◆ **Instructions**
1. Output the section of the text on handling encounters with loose dogs, starting with "These dogs are" and going on through "able to disengage.".
2. Go on with the text on handling encounters with loose dogs from the point where it stops.

◆ **Text excerpt**

So what happens if you and your dog come across this situation? Firstly, understand you’re largely in management mode, rather than training mode, because you can’t control the other dog. Try to remain as calm as possible, ensure you have a loose leash with your dog, so they can meet and engage with as little tension as possible. If the other dog indeed friendly and exuberant, try to engage them yourself, offer a treat, see if you can grab a collar and wait for their owner to arrive. Then feel free to let fly at the owner for being an idiot. If you can’t effectively call your dog back to you, and away from a distraction, they shouldn’t be off-leash. Always be polite, ask the question first - “can our dogs meet,” and go from there.

These dogs are often an issue to deal with because they invariably have less social skills than the classic ‘stray’, due to their human engaged upbringing, but all of the reward history for performing anti-social behaviours. So whereas the average stray may bark and lunge towards you, they invariably keep their distance and will respond, if you’re able to disengage.

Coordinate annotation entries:
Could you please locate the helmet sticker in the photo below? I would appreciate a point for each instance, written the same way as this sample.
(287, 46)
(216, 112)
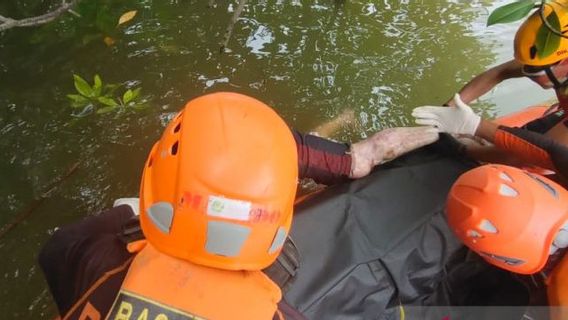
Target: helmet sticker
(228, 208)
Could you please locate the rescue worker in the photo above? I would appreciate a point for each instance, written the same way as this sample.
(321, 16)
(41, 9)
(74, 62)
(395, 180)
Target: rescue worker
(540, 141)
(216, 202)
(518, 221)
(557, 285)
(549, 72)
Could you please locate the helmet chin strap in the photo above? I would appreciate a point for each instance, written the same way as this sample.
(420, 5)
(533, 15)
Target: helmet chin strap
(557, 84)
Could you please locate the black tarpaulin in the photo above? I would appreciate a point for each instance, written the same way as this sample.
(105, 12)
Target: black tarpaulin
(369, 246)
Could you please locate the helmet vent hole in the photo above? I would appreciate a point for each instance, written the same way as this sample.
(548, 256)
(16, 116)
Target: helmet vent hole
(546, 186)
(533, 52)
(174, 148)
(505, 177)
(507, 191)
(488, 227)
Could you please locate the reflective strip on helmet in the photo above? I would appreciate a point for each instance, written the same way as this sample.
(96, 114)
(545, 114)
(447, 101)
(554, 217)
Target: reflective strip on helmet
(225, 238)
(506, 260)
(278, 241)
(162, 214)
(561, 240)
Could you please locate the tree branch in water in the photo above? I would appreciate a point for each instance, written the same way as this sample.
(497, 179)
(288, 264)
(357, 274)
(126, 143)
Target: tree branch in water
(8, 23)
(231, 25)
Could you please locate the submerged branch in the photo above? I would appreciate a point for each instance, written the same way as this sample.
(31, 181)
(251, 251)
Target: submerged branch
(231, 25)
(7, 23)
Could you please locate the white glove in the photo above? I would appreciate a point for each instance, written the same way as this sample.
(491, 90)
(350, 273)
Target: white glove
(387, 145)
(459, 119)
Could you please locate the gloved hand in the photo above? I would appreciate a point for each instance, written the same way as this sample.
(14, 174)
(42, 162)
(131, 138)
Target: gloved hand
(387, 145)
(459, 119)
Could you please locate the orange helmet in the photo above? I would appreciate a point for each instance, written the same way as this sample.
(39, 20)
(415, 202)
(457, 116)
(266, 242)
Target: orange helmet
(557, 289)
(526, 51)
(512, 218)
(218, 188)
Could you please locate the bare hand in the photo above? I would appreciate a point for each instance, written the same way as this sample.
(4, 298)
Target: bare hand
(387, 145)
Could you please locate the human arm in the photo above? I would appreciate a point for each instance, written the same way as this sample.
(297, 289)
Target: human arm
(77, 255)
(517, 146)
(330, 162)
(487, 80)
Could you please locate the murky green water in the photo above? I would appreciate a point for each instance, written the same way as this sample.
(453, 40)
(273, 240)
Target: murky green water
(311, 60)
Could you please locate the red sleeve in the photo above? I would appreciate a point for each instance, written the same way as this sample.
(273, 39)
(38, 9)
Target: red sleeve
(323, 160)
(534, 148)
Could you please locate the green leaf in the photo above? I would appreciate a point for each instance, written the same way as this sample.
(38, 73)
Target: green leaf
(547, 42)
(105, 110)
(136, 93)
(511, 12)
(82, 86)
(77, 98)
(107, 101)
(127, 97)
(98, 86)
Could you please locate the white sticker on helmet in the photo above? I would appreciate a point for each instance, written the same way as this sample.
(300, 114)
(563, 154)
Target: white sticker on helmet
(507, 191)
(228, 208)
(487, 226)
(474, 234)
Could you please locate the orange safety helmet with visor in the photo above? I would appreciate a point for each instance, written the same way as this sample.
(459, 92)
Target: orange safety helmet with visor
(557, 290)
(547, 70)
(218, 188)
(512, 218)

◆ **Set of answers**
1.
These dogs are often an issue to deal with because they invariably have less social skills than the classic ‘stray’, due to their human engaged upbringing, but all of the reward history for performing anti-social behaviours. So whereas the average stray may bark and lunge towards you, they invariably keep their distance and will respond, if you’re able to disengage.

2.
However, this often may not work with this group of dogs. And it’s a key marker to maybe tell the difference between whether the dog has been (or is) owned, versus being a stray. Again, understand this is now more about management than training but ultimately, if you’re able to keep your dog calm and in a neutral position, you’re far more likely to avoid confrontation.

If you would like some more information on canine training, or behavioural issues, then please do contact us on 091 654 1960, email, or check our website CPA is accredited with the Certification Council for Professional Dog Trainers (CCPDT) and as an American Kennel Club (AKC) Evaluator.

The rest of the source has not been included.